Though a native of the East, as its name imports, it bears the severity of our climate without injury, flowers in May, and as its blossoms are extremely shewy, it gives great brilliancy to the flower-garden or plantation; prefers a dry soil.


[Pg 129]

[58]

Iris Spuria. Spurious Iris.

Class and Order.

Triandria Monogynia.

Generic Character.

Corolla 6-petala, inæqualis, petalis alternis geniculato-patentibus. Stigmata petaliformia, cucullato-bilabiata. Conf. Thunb. Diss. de Iride.

Specific Character and Synonyms.

IRIS spuria imberbis foliis linearibus, scapo subtrifloro tereti, germinibus hexagonis. Linn. Syst. Vegetab. p. 91. Jacq. Fl. austr. tab. 4.

IRIS pratensis angustifolia, folio fœtido. Bauh. Pin. 32.

The greater blue Flower-de-luce with narrow leaves. Park. Parad. p. 184.

No 58
No58

Some plants afford so little diversity of character, that an expressive name can scarcely be assigned them; such is the present plant, or Linnæus would not have given it the inexpressive name of spuria, nor we have adopted it.

This species is distinguished by the narrowness of its leaves, which emit a disagreeable smell when bruised, by the colour of its flowers, which are of a fine rich purple inclining to blue, and by its hexangular germen.

It is a native of Germany, where, as Professor Jacquin informs us, it grows in wet meadows; is a hardy perennial, thrives in our gardens in almost any soil or situation, flowers in June, and is propagated by parting its roots in Autumn.

[Pg 130]

[Pg 131]


[Pg 132]

[59]

Mesembryanthemum Bicolorum. Two-Coloured Fig-Marigold.

Class and Order.

Icosandria Pentagynia.

Generic Character.

Cal. 5-fidus. Petala numerosa, linearia. Caps. carnosa, infera, polysperma.

Specific Character and Synonyms.

MESEMBRYANTHEMUM bicolorum foliis subulatis punctatis lævibus distinctis, caule frutescente, corollis bicoloribus. Linn. Syst. Vegetab. p. 470.

MESEMBRYANTHEMUM tenuifolium fruticescens, flore croceo. Dill. Elth. 267. t. 202. f. 258.

No 59
No59

Contrary to the Mesembryanthemum dolabriforme, lately figured in this work, this species expands its flowers in the day-time, and that only when the sun shines powerfully on them; on such occasions, the blossoms on the top of the branches being very numerous, exhibit a most splendid appearance.

It is a native of the Cape of Good Hope, flowers in July, and is most readily propagated by cuttings.

Like most of the Cape plants, it requires the shelter of a green-house during the winter.

[Pg 133]


[Pg 134]

[60]

Lathyrus odoratus. Sweet Pea, or Vetchling.

Class and Order.

Diadelphia Decandria.

Generic Character.

Stylus planus, supra villosus, superne latior. Cal. laciniæ superiores 2-breviores.

Specific Character and Synonyms.

LATHYRUS odoratus pedunculis bifloris, cirrhis diphyllis, foliolis ovato-oblongis, leguminibus hirsutis, Linn. Syst. Vegetab. p. 663.

--------------------------------------------------

In the plant descriptions, in what month does the Spurious Iris flower?

## [EXTRACTED INFORMATION]
--------------------------------------------------

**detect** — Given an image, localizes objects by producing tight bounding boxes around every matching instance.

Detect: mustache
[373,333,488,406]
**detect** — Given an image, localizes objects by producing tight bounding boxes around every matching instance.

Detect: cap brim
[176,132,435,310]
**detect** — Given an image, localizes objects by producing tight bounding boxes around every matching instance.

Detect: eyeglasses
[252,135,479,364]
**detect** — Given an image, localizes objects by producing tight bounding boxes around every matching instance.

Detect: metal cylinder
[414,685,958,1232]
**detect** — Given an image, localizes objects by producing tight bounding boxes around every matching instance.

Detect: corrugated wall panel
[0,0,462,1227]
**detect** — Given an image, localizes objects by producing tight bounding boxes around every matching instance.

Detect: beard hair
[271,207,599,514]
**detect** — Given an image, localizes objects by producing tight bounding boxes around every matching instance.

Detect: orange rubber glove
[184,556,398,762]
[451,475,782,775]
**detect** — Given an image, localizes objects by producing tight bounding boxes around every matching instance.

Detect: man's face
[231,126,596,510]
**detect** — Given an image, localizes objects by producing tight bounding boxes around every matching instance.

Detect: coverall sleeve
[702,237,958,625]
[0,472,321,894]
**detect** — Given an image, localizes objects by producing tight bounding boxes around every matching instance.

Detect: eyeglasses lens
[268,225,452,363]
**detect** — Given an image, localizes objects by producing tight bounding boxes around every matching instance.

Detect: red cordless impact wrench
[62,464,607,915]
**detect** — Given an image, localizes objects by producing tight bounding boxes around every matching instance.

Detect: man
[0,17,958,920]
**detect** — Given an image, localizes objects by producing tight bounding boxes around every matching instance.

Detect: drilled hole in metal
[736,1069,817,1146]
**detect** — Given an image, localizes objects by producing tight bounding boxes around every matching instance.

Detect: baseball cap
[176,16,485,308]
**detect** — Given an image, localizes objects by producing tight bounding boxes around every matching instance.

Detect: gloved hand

--------------------------------------------------

## [YOUR SOLUTION]
June.